Testo fornito:

Del resto, proprio Quagliotti era quotidianamente interpellato da amici e confratrelli, curati o parroci che fossero420, con quesiti posti a voce o per lettera, su casi specifici e sovente assai difficili e spinosi che richiedevano un particolare approfondimento, una più approfondita conoscenza della normativa ecclesiastica più recente e appropriata che, localmente, solo l’“eccellentissimo” teologo di S. Cristina, o magari l’amico teologo di Gozzano, don Giovanni Giacomo Ferrari, avrebbero potuto e saputo discernere.

Obiettivo:
Nel testo fornito, quali aggettivi descrivono i casi su cui Quagliotti veniva interpellato?

Righe fornite:
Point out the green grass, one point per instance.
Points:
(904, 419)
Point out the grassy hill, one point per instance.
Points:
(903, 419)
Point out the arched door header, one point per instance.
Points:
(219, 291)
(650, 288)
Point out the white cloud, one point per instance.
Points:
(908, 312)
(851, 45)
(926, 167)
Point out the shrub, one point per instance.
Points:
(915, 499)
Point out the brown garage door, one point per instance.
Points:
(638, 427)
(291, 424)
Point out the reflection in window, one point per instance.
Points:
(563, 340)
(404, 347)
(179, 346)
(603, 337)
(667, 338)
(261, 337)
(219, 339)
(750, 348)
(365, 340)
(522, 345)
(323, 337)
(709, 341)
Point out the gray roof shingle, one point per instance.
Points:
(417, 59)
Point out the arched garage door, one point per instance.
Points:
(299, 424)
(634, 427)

Risposta:
specifici, difficili, spinosi